Turn everything in the listing from the line containing "Task: point out each instance of the boy's hand" down to the line containing "Task: point out each instance of the teal", both included, into a JSON list of strings with one string per line, leaving out any blank lines.
-- START OF Extracted data --
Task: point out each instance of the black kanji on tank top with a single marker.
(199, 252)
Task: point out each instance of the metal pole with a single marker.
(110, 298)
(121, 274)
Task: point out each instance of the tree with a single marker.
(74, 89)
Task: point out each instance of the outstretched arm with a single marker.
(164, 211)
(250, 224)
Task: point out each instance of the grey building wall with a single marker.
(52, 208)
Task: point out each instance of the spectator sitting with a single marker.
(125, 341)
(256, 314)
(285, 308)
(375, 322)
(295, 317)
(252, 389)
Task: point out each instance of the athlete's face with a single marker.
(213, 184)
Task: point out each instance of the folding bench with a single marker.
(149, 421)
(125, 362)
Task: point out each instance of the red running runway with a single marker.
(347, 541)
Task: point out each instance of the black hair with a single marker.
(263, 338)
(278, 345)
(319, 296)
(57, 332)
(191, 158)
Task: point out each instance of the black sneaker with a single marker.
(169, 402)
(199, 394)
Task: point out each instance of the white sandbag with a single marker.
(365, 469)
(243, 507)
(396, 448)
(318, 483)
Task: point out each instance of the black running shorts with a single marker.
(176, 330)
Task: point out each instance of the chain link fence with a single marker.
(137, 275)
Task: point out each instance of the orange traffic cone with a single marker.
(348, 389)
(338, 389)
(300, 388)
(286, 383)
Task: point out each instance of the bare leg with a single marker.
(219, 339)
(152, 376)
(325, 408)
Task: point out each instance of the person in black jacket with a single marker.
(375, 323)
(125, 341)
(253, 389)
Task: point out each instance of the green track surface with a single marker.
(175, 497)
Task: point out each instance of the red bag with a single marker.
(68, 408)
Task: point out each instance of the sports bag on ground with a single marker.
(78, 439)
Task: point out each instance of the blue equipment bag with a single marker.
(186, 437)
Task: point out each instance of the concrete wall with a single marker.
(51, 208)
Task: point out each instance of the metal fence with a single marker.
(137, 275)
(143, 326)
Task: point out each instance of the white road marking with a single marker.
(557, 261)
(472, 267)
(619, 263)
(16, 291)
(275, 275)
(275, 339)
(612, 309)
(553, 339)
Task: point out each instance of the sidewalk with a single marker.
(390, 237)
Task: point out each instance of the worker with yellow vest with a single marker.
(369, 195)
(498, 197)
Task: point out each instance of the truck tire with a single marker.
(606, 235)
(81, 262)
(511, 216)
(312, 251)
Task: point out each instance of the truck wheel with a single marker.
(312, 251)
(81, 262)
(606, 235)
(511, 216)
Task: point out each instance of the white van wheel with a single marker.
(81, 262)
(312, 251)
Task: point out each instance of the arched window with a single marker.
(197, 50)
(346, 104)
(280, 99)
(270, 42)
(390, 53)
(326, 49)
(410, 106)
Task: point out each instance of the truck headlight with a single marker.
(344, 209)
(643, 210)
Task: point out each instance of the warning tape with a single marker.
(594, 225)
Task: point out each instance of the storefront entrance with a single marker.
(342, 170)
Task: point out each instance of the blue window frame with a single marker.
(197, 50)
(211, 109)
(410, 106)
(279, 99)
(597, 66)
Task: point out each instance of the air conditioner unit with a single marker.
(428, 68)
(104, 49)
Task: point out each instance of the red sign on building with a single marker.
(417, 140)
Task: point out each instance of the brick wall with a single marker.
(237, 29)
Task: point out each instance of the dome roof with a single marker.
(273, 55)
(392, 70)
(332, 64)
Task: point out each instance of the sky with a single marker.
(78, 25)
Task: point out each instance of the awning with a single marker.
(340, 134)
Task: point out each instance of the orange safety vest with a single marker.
-- END OF Extracted data --
-- START OF Extracted data --
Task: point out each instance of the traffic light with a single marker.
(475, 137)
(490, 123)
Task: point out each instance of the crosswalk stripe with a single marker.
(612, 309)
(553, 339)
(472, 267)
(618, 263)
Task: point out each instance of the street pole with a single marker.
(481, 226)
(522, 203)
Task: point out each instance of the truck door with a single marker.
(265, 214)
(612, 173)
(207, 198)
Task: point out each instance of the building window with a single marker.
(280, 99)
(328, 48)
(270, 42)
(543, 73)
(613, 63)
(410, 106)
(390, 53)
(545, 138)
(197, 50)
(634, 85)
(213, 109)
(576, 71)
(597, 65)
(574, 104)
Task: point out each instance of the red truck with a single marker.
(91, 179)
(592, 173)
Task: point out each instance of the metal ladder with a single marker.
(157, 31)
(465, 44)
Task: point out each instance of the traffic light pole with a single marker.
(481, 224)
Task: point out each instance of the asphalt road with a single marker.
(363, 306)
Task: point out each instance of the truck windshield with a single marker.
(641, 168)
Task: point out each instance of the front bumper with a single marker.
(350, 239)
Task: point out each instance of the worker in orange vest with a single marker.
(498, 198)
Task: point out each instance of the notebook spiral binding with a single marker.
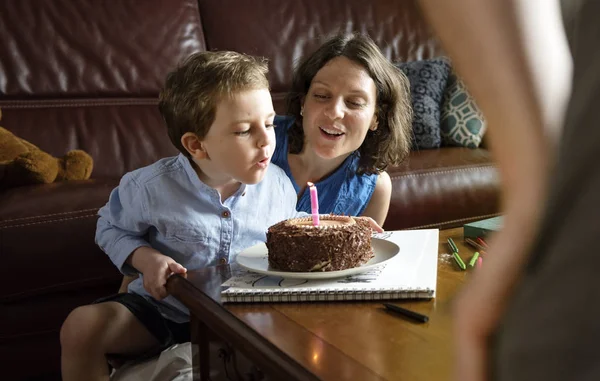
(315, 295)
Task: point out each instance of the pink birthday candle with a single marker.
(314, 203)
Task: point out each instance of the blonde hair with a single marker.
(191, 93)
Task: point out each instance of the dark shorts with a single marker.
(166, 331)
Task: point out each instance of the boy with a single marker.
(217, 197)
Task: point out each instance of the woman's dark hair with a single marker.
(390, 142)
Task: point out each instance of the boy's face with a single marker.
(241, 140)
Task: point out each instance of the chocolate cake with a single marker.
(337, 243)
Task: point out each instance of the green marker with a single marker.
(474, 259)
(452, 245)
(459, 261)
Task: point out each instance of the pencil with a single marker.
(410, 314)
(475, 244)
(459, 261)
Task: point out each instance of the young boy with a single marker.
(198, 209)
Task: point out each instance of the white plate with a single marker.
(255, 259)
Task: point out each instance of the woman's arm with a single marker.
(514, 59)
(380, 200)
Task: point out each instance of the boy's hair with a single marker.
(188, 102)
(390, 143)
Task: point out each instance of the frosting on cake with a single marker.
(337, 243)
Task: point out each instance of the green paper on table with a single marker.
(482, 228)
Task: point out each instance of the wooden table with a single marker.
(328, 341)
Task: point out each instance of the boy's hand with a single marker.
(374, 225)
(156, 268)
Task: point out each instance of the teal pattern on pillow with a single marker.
-- END OF Extracted data --
Solution below.
[
  "Task: point out each instance of the boy's hand with a single marker.",
  "(374, 225)",
  "(156, 268)",
  "Task: point out each instance of the teal pattern on pillow with a single marker."
]